• **INPUT**:
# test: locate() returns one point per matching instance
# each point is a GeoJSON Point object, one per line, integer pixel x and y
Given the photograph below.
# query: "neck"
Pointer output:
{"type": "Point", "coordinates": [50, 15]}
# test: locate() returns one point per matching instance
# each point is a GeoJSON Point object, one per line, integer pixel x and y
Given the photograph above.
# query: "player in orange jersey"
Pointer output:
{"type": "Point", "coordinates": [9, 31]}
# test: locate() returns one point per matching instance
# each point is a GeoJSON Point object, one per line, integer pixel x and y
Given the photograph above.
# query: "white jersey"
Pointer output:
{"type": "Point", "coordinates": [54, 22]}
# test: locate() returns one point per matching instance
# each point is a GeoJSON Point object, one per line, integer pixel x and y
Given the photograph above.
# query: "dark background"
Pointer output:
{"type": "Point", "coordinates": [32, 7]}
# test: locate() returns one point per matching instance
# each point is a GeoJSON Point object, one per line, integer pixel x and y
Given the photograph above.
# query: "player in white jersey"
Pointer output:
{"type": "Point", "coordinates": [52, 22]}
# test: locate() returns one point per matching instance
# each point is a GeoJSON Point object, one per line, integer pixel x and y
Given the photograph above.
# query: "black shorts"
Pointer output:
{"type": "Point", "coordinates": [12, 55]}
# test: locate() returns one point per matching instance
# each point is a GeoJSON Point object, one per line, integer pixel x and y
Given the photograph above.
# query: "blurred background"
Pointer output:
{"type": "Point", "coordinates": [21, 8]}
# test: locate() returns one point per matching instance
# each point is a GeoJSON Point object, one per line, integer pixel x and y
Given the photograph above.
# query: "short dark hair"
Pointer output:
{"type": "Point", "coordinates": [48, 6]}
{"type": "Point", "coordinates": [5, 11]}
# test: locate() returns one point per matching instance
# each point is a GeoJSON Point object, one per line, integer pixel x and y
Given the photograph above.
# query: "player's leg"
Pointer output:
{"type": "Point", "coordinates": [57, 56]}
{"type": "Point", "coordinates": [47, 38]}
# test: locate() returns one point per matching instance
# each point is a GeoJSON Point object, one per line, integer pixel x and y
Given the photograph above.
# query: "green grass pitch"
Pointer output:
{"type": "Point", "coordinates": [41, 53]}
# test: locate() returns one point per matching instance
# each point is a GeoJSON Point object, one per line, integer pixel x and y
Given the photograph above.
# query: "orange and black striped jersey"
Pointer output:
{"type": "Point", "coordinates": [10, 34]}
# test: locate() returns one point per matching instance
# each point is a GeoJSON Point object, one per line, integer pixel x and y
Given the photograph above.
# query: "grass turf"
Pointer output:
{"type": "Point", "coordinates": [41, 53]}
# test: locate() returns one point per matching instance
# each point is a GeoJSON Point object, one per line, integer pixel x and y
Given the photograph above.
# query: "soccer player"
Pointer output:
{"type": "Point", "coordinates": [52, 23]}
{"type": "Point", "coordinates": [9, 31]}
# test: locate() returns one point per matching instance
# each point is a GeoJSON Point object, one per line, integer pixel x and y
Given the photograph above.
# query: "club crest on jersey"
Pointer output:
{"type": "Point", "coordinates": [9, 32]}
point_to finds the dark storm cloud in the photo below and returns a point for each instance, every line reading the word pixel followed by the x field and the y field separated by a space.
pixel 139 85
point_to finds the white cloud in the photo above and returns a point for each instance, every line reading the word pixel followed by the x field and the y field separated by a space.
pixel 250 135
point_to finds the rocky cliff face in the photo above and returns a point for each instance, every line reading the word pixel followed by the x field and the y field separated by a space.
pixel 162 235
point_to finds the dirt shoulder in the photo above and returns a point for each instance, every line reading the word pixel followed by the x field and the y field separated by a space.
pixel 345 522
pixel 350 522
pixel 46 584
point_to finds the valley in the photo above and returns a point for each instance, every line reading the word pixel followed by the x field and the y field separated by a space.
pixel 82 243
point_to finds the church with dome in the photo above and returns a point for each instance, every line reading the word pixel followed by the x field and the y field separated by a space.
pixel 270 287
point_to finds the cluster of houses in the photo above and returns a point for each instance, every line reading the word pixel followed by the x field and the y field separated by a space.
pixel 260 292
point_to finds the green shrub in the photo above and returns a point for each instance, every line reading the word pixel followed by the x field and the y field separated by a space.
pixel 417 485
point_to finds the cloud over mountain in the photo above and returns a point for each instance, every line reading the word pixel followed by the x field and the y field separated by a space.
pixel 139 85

• **INSTRUCTIONS TO FOLLOW**: Could you copy every row above line for line, changing nothing?

• **CORRECT RESULT**:
# test: locate() returns one point per matching instance
# each point is a GeoJSON Point object, one per line, integer pixel x and y
Given the photograph below.
# query: "neck"
Pointer output:
{"type": "Point", "coordinates": [50, 15]}
# test: locate() returns one point per matching instance
# each point is a GeoJSON Point object, one per line, integer pixel x and y
Given the photograph above.
# query: "player in orange jersey"
Pointer output:
{"type": "Point", "coordinates": [9, 31]}
# test: locate() returns one point per matching instance
# each point is a GeoJSON Point object, one per line, integer pixel x and y
Given the photograph above.
# query: "white jersey"
Pointer output:
{"type": "Point", "coordinates": [54, 22]}
# test: locate() returns one point per matching instance
# each point is a GeoJSON Point object, one per line, integer pixel x and y
Given the photograph above.
# query: "dark background"
Pointer output:
{"type": "Point", "coordinates": [32, 7]}
# test: locate() returns one point per matching instance
# each point is a GeoJSON Point object, one per line, integer pixel x and y
Given the photograph above.
# query: "player in white jersey"
Pointer output:
{"type": "Point", "coordinates": [52, 22]}
# test: locate() returns one point per matching instance
# each point is a GeoJSON Point object, one per line, integer pixel x and y
Given the photograph above.
# query: "black shorts"
Pointer output:
{"type": "Point", "coordinates": [12, 55]}
# test: locate() returns one point per matching instance
# each point is a GeoJSON Point object, one per line, integer pixel x and y
Given the photograph above.
# query: "blurred background"
Pointer output:
{"type": "Point", "coordinates": [21, 8]}
# test: locate() returns one point per matching instance
# each point is a GeoJSON Point object, one per line, integer pixel x and y
Given the photograph above.
# query: "short dark hair"
Pointer output:
{"type": "Point", "coordinates": [48, 6]}
{"type": "Point", "coordinates": [5, 11]}
# test: locate() returns one point per matching instance
# each point is a GeoJSON Point object, one per line, integer pixel x and y
Given the photograph above.
# query: "player's leg"
Pointer output:
{"type": "Point", "coordinates": [57, 56]}
{"type": "Point", "coordinates": [47, 38]}
# test: locate() returns one point per matching instance
# each point is a GeoJSON Point object, one per line, integer pixel x and y
Given the photograph above.
# query: "green grass pitch"
Pointer output:
{"type": "Point", "coordinates": [41, 53]}
# test: locate() returns one point per matching instance
# each point is a GeoJSON Point object, one per line, integer pixel x and y
Given the photograph above.
# query: "orange and black striped jersey"
Pointer output:
{"type": "Point", "coordinates": [10, 34]}
# test: locate() returns one point per matching instance
# each point is a GeoJSON Point object, one per line, integer pixel x and y
Given the photograph above.
# query: "grass turf"
Pointer output:
{"type": "Point", "coordinates": [41, 53]}
# test: locate() returns one point per matching instance
# each point is a GeoJSON Point object, one per line, integer pixel x and y
Given the photograph above.
# query: "soccer player"
Pointer output:
{"type": "Point", "coordinates": [52, 23]}
{"type": "Point", "coordinates": [9, 31]}
# test: locate() returns one point per matching instance
# each point is a GeoJSON Point object, one per line, integer pixel x and y
Given the photograph above.
# query: "club crest on jersey"
Pointer output:
{"type": "Point", "coordinates": [9, 32]}
point_to finds the dark storm cloud in the photo below and returns a point for each instance, every line reading the word pixel followed by the x field and the y field separated by a space.
pixel 139 85
point_to finds the white cloud in the photo above and returns a point for each instance, every line reading the word pixel followed by the x field and the y field separated by a space.
pixel 250 135
point_to finds the rocky cliff face in the photo above and returns a point for each instance, every line reading the word pixel followed by the x field and the y field separated by a space.
pixel 162 235
point_to finds the dirt shoulder in the photo above and returns a point for each instance, every line reading the word pixel followed by the x field and the y field separated by a space.
pixel 345 522
pixel 350 522
pixel 46 584
point_to finds the valley in the photo above and returns a point for each instance, every line reading the word pixel followed by the x field and the y field separated by a space.
pixel 82 243
point_to finds the church with dome in the photo above and returns a point for each instance, every line reading the word pixel followed by the x field and the y field separated by a space.
pixel 270 287
point_to finds the cluster of houses in the photo above and returns a point for each instance, every line reading the word pixel followed by the x field and the y field separated by a space.
pixel 260 292
point_to finds the green shrub in the photo above and returns a point for each instance, every line reading the word pixel followed by the x field and the y field separated by a space.
pixel 417 485
point_to finds the cloud over mountain in the photo above and returns a point for each instance, every line reading the word pixel followed by the x field and the y field separated by a space.
pixel 139 85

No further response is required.